■ **EXERCISE PROMPT**
Reproduce the passage of the reader correction on Ann Maria Weems from "I recently came" to "ride a train?" word for word.

READER CORRECTION ON ANN MARIA WEEMS

I recently came across your site and your story about Ann Maria Weems. Because there were major errors in it I tracked down Professor John Ernest who had given the lecture the article was based on. He said the reporter had gotten the facts mixed up.

Ann Maria Weems did not escape on her own by dressing like a blackjack (a black sailor) and taking a train. She was only 15 at the oldest and had been a slave her entire life. Where would she have gotten a sailor's suit (it's actually a buggy driver's get-up) and the money to ride a train?

Her escape was a carefully laid out plan that involved black and white abolitionists on both sides of the Mason-Dixon line. My G, G, G, grandfather, Dr. Ellwood Harvey, was the man who took her from in front of the White House to Philadelphia and then NYC. This story has been told in several books: William Still's History of the UGRR; Elisa Carbone's Stealing Freedom, and Lorene Cary's Free. There will be a piece on Dr. Harvey in Main Line Today in the next month. You can also read about Dr. Harvey at the Yahoogroups site, The Amazing Ellwood Harvey, it's free, but you have to sign up for the site. Ellwood was a Quaker abolitionist, but partially undertook the rescue for the reward money. Even though he was poor Ellwood used the money to buy a dissection mannequin for the Female Medical College of Pennsylvania. It was the first college in the world for female doctors and very unpopular at the time. Therefore supplies were limited. The usual conductors in Washington DC were scared away from the rescue due to the high reward, $500, that Ann's master was offering for her return. That was in Sept. Ellwood couldn't come down until Thanksgiving break due to his teaching commitments. He brought her to Philly at Thanksgiving.

■ **RECORD EXTRACTS**
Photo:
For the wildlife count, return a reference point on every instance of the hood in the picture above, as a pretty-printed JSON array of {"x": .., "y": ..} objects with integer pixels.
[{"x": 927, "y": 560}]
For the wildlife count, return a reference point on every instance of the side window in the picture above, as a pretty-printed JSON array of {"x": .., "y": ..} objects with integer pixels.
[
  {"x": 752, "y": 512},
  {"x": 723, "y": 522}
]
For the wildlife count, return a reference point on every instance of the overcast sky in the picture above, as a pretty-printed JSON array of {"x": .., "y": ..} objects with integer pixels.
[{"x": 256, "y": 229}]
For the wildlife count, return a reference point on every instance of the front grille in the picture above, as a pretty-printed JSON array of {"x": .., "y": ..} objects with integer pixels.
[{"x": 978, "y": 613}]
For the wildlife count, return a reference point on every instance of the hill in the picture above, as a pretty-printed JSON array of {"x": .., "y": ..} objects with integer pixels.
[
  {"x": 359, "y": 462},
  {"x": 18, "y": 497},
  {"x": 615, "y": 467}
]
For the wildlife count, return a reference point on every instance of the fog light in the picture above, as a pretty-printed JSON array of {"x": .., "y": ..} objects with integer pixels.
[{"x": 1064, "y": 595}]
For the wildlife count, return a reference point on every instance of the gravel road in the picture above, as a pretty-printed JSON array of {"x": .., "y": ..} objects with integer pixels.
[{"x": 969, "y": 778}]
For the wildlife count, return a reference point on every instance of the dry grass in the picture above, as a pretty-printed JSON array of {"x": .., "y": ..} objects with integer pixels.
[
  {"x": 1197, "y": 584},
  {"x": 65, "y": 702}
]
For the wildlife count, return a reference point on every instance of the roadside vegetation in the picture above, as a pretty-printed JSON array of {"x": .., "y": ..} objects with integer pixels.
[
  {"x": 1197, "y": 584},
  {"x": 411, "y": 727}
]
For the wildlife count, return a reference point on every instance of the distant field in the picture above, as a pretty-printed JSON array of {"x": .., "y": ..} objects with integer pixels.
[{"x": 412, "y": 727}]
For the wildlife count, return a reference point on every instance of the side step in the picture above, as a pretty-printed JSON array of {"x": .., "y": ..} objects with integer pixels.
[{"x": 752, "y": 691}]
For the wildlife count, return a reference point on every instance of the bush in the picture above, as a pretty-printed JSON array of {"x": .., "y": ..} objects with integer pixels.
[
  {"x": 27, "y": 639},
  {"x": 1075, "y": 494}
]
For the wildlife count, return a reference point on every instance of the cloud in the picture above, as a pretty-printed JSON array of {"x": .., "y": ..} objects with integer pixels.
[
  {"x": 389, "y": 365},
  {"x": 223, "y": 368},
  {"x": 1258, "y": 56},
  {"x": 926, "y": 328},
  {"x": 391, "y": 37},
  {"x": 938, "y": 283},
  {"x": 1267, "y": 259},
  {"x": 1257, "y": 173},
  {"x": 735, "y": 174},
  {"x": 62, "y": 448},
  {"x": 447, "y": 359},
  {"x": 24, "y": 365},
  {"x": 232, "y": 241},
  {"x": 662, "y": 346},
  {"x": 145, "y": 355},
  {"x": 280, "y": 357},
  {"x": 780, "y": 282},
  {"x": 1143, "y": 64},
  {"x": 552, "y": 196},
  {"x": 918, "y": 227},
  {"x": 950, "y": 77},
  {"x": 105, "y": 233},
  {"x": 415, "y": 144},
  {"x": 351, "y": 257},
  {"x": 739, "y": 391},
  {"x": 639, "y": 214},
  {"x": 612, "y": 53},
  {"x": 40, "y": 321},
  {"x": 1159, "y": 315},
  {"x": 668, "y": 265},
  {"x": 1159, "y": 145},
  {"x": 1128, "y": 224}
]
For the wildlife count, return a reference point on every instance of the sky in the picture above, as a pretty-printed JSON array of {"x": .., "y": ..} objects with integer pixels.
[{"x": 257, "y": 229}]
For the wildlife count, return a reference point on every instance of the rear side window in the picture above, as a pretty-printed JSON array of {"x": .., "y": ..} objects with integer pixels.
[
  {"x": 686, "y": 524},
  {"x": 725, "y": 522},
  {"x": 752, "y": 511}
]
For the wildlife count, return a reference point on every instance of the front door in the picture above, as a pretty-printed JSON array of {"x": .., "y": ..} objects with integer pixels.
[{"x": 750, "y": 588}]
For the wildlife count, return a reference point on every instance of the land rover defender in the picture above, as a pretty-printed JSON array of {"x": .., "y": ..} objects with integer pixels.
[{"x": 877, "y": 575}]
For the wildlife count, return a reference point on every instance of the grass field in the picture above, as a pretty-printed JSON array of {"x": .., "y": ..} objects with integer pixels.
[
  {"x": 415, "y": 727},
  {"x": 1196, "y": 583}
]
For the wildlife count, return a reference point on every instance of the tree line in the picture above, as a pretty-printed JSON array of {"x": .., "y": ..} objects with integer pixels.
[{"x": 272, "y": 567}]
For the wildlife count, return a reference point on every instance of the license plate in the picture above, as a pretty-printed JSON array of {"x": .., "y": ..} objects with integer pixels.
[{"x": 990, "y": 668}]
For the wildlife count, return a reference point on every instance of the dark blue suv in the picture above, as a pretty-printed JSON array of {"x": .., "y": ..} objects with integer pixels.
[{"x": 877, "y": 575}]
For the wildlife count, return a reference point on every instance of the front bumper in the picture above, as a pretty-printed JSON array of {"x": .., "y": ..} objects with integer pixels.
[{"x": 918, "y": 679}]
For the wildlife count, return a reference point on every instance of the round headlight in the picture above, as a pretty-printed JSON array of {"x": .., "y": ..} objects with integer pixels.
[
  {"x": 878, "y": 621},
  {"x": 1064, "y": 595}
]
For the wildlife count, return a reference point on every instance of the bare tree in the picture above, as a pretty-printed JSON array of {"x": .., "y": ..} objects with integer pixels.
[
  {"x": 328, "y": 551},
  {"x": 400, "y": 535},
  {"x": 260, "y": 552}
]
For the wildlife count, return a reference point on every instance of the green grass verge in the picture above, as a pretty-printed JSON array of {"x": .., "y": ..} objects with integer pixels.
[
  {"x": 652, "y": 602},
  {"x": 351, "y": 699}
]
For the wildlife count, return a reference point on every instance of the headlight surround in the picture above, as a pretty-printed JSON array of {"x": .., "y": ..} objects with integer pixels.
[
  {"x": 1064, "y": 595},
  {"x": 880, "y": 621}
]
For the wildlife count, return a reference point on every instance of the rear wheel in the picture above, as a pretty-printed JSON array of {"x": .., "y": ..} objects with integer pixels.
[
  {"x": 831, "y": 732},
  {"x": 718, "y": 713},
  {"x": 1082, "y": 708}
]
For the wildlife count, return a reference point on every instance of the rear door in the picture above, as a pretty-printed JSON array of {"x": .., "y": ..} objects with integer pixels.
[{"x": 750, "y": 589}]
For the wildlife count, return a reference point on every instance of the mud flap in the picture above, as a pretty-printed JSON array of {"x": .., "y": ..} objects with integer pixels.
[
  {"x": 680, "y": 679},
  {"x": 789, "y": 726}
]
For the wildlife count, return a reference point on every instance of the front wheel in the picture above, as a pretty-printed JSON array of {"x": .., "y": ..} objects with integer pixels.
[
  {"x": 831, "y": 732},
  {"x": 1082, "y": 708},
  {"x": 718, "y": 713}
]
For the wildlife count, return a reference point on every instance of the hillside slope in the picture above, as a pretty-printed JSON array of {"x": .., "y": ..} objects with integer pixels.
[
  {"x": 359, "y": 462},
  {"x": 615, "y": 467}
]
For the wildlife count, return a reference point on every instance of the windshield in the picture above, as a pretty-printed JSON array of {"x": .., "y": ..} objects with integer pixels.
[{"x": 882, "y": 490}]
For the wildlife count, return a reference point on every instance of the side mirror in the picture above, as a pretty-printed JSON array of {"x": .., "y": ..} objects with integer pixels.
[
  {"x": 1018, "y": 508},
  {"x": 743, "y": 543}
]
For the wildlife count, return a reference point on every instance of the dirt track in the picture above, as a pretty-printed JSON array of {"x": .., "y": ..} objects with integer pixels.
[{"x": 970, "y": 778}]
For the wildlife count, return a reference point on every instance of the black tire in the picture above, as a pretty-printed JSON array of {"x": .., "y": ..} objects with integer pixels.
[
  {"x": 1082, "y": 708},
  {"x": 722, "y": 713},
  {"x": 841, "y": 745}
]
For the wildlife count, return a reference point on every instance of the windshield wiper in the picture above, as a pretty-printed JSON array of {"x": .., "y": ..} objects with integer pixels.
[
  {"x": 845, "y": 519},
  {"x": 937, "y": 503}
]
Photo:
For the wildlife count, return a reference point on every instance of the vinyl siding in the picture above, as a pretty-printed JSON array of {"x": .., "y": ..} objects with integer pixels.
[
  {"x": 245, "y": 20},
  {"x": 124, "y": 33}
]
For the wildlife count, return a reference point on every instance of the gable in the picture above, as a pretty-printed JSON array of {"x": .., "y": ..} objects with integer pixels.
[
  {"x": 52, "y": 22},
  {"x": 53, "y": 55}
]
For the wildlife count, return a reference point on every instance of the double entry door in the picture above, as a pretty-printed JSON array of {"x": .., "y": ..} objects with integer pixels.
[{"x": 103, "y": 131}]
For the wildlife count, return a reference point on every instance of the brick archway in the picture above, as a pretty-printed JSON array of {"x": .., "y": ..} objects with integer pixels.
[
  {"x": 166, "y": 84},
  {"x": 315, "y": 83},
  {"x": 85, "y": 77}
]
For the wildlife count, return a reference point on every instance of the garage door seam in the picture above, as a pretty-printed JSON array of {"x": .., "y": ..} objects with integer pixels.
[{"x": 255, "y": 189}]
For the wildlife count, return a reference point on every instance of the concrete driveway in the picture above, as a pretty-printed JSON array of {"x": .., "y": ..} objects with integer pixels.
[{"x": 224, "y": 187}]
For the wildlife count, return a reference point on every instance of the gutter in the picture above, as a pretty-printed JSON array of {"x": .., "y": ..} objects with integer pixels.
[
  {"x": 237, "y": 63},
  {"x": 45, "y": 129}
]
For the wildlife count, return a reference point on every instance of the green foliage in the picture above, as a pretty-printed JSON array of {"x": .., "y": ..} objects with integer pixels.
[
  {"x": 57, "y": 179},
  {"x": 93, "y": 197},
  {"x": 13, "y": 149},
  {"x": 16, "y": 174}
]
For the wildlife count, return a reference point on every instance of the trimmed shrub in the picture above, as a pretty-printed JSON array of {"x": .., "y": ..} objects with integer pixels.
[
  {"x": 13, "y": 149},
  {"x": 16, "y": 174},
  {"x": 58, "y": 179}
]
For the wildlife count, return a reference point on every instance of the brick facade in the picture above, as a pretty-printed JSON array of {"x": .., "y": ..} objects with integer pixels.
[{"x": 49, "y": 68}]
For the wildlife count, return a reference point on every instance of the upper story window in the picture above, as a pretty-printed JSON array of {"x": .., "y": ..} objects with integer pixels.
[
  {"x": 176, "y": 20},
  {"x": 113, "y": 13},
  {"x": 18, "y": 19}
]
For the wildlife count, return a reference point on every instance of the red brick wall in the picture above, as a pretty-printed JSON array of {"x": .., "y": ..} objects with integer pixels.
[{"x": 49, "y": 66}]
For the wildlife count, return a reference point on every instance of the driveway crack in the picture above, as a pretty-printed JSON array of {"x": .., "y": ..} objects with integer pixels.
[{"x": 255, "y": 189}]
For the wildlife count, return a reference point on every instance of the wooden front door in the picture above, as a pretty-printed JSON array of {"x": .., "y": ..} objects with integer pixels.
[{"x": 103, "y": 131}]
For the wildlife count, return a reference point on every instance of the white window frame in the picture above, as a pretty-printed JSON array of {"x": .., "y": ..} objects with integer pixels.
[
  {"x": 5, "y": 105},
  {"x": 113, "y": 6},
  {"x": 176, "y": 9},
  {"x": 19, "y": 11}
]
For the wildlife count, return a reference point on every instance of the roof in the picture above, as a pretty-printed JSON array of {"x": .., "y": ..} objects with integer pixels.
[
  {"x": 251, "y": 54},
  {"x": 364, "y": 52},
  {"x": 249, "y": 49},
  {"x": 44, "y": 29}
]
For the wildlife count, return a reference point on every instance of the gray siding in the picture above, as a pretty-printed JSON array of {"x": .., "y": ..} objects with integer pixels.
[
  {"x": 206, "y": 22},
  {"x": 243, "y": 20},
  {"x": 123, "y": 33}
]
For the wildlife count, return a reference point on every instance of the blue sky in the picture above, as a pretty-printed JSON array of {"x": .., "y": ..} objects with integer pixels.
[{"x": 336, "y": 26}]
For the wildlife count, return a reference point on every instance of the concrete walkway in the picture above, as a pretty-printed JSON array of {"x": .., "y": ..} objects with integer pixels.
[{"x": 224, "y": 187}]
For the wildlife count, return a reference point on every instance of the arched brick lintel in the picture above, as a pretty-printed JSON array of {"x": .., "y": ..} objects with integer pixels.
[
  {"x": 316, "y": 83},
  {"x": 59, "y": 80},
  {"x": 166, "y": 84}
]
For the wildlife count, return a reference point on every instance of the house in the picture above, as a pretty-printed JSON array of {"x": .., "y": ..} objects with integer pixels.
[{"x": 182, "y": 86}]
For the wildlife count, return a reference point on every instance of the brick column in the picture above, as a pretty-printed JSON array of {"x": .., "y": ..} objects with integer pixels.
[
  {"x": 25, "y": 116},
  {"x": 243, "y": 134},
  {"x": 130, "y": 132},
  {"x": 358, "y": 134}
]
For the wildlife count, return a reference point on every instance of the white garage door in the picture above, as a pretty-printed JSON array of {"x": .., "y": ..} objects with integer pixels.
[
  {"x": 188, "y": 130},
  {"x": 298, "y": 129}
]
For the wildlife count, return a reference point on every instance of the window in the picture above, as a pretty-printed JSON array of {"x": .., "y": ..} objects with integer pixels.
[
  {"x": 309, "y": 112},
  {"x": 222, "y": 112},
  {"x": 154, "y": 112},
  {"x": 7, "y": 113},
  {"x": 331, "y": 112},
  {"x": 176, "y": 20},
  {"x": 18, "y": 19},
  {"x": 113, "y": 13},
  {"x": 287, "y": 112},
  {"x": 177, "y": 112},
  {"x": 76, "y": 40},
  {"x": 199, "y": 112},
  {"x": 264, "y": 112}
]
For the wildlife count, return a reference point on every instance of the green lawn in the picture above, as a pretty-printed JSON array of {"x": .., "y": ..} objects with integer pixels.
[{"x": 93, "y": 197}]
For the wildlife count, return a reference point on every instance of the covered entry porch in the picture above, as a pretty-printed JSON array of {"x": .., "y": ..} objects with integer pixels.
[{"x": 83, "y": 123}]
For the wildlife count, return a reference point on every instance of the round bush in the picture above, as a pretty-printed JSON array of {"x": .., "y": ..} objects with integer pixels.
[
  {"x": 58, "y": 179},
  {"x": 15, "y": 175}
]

■ **SOLUTION TO THE EXERCISE**
I recently came across your site and your story about Ann Maria Weems. Because there were major errors in it I tracked down Professor John Ernest who had given the lecture the article was based on. He said the reporter had gotten the facts mixed up.

Ann Maria Weems did not escape on her own by dressing like a blackjack (a black sailor) and taking a train. She was only 15 at the oldest and had been a slave her entire life. Where would she have gotten a sailor's suit (it's actually a buggy driver's get-up) and the money to ride a train?